Thursday January 19th, 2017

This month, I attended a small underwater photography exhibition called Ocean Planet in Ginza, Tokyo. One major theme in Japan when it comes to the oceans, and especially at this time of year, is the Tohoku region, which was hit by the March 11th 2011 Great East Japan Earthquake and Tsunami. Six years since the disaster, it’s still a huge topic, and the exhibition was an opportunity to think about that through a series of photos taken off the Onagawa area, and enjoy more light-hearted subjects such as whale sharks in Mexico and nudibranchs in Indonesia.

Underwater photographer Hiroyuki Tomura is from Saitama near Tokyo, and his work has recently been attracting much attention. Photography became something to accompany his diving, until he decided to study it more formally. An avid scuba diver, he has dived in various locations around the world and is always amazed at the beauty and diversity of the marine life he sees. Through his work and company (also called Ocean Planet), he hopes to raise awareness of our oceans and inspire others who are interested in taking up underwater photography. I took the opportunity to find out more about him and his work.

Supplied information →
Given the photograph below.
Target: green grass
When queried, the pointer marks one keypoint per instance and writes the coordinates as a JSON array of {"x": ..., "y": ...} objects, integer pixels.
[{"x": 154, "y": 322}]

Short exercise A → Using the Ocean Planet article, explain in one to three sentences why the Tohoku region is a major ocean theme in Japan.
Short exercise B → Please say whether each statement agrees with the Ocean Planet article, answering yes or no and quoting the deciding words: (i) The exhibition took place in Ginza, Tokyo. (ii) Hiroyuki Tomura is from Tokyo. (iii) The whale shark photos were taken in Indonesia.
The listing has no connection to the Ocean Planet article.

Output A → The Tohoku region was hit by the March 11th 2011 Great East Japan Earthquake and Tsunami. Six years after the disaster, it is still a huge topic.

Output B →
(i) Yes: "a small underwater photography exhibition called Ocean Planet in Ginza, Tokyo"
(ii) No: "is from Saitama near Tokyo"
(iii) No: "whale sharks in Mexico and nudibranchs in Indonesia"